What you have to do: Please quote only the lines that start at the one with "The component shall" and go on to the last line of the data, both ends kept.

[Image point grounding data]

------------------------------------------------------------

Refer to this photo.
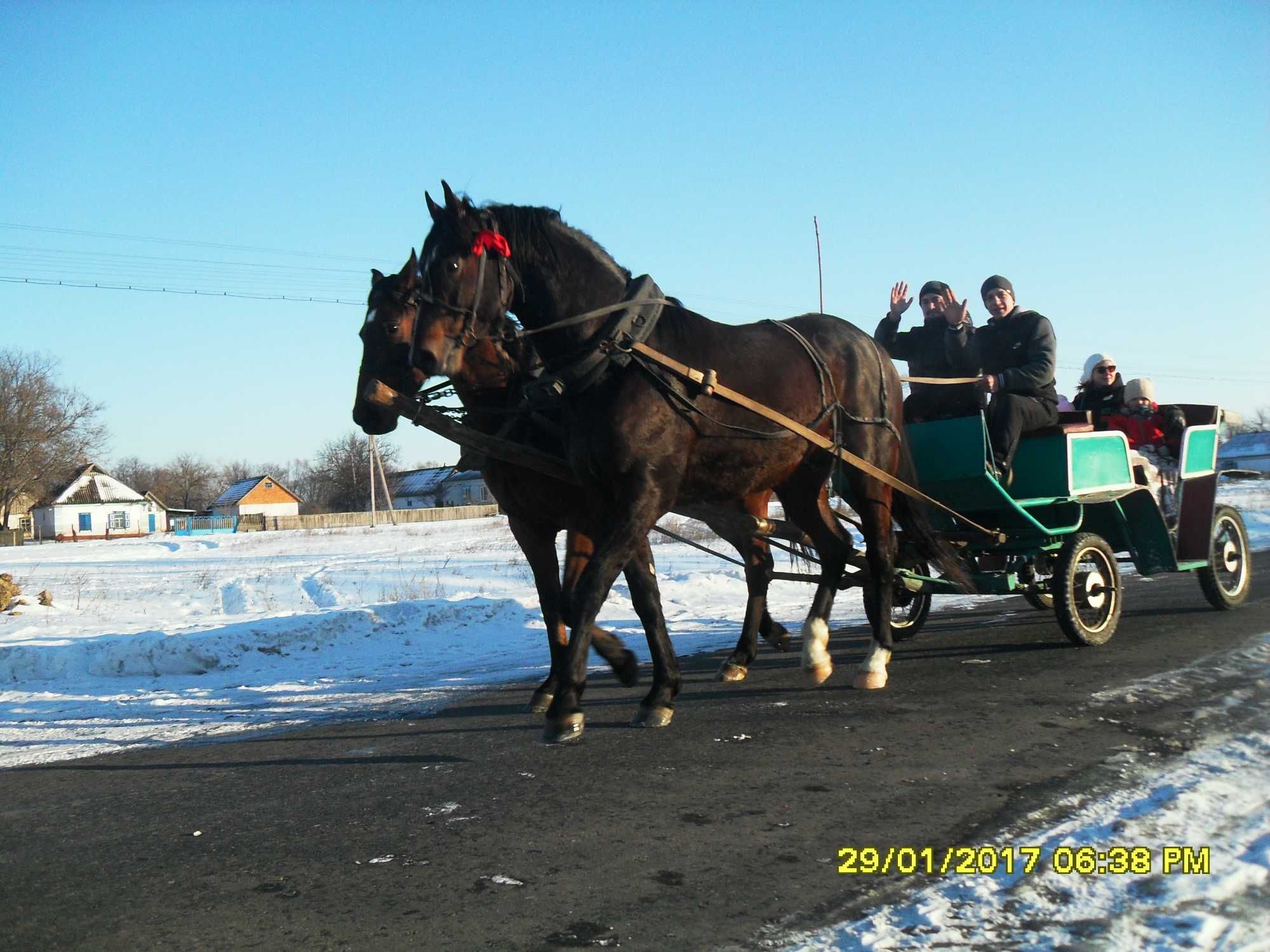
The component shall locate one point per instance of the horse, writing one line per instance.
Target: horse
(642, 441)
(538, 507)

------------------------------------------------------------

Answer to the exercise:
The component shall locate one point per instance of the horse, writing one line per instance.
Target: horse
(642, 441)
(538, 507)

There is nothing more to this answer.